**Given request 1:**
Edit the cricket report below: give the passage from "With South Africa" up to and including "wicket-keeper Ridley Jacobs." again, with "starkly" replaced by "clearly".

**Extract:**
=======

They were the first in the series on either side and their stand, already worth 208 with the prospect of many more to come, led South Africa to an imposing 282 for two off the day's 90 overs.

Their home-town crowd packed into beautiful Newlands to its 22 000 capacity on a day of crystal clear sunshine that accentuated the dramatic backdrop of Table Mountain and delighted in the run feast.

They already know that the West Indies will again have their own mountain to climb to stave off their fourth defeat in the series.

At close, the free-stroking Cullinan was unbeaten 122 after four hours, five minutes, his sixth Test century, punctuated with 18 resounding boundaries in all directions off 190 balls.

The more deliberate Kallis was 102, reaching three figures after six hours for the third time in Tests in the final over, limiting himself to eight fours.

He gave a head start of nearly two hours and 28 runs to Cullinan who joined him after the other opener, Herschelle Gibbs, was neatly caught by Philo Wallace at forward short-leg off Merv Dillon for 42 on the stroke of lunch.

It was a clever piece of strategy effectively carried out by the bowler.

Brian Lara instructed Dillon to switch to round the wicket and bowl in at Gibbs' legs where he has been shown to be vulnerable. He set short-legs backward and forward and the trap was sprung two balls later.

With South Africa 74 for two, there was cause for West Indies optimism at the first interval. It soon evaporated.

The pitch, light beige in colour, slow in pace and even in bounce, offered the bowlers nothing but heartache and, in the absence through injury of the stalwart Courtney Walsh and Franklyn Rose, the lack of quality and experience among the support fast bowlers for Ambrose was starkly exposed by the rampant South Africans.

Ambrose had gone 21 overs without a wicket in the third Test. Now his first ball ended the drought as the left-handed Kirsten gloved a leg-side deflection to wicket-keeper Ridley Jacobs.

For a piece of additional trivia, it was the 66th time he had dismissed a batsman for 0 in Tests, drawing level with India's Kapil Dev on that rarely recognised statistic.

=======

Picture annotation records
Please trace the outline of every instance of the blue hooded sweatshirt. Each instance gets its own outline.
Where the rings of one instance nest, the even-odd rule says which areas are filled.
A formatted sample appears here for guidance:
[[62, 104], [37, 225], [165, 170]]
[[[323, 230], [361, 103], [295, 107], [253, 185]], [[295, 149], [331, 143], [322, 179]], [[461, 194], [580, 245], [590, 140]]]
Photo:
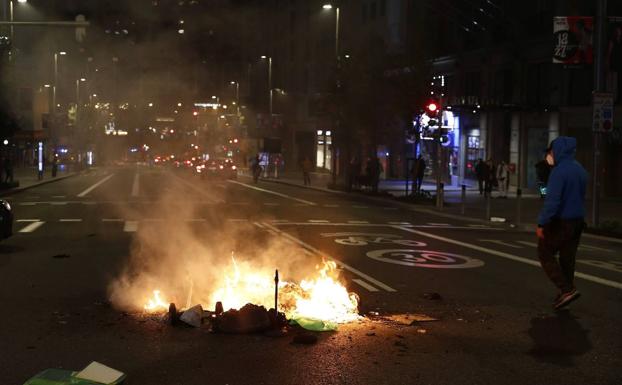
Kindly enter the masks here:
[[556, 219], [583, 219], [585, 217], [585, 186], [587, 172], [575, 160], [577, 140], [560, 136], [553, 141], [555, 167], [546, 185], [546, 199], [538, 216], [538, 225], [544, 226]]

=======

**Given request 2:**
Output the records above exactly, from their start up to and including the line with "Kindly enter the". Leave the pictures out of your answer.

**Task solution 1:**
With South Africa 74 for two, there was cause for West Indies optimism at the first interval. It soon evaporated.

The pitch, light beige in colour, slow in pace and even in bounce, offered the bowlers nothing but heartache and, in the absence through injury of the stalwart Courtney Walsh and Franklyn Rose, the lack of quality and experience among the support fast bowlers for Ambrose was clearly exposed by the rampant South Africans.

Ambrose had gone 21 overs without a wicket in the third Test. Now his first ball ended the drought as the left-handed Kirsten gloved a leg-side deflection to wicket-keeper Ridley Jacobs.

**Task solution 2:**
Please trace the outline of every instance of the blue hooded sweatshirt. Each instance gets its own outline.
Where the rings of one instance nest, the even-odd rule says which areas are filled.
A formatted sample appears here for guidance:
[[62, 104], [37, 225], [165, 170]]
[[[323, 230], [361, 103], [295, 107], [253, 185]], [[295, 149], [331, 143], [322, 179]], [[461, 194], [580, 245], [590, 140]]]
Photo:
Kindly enter the masks here:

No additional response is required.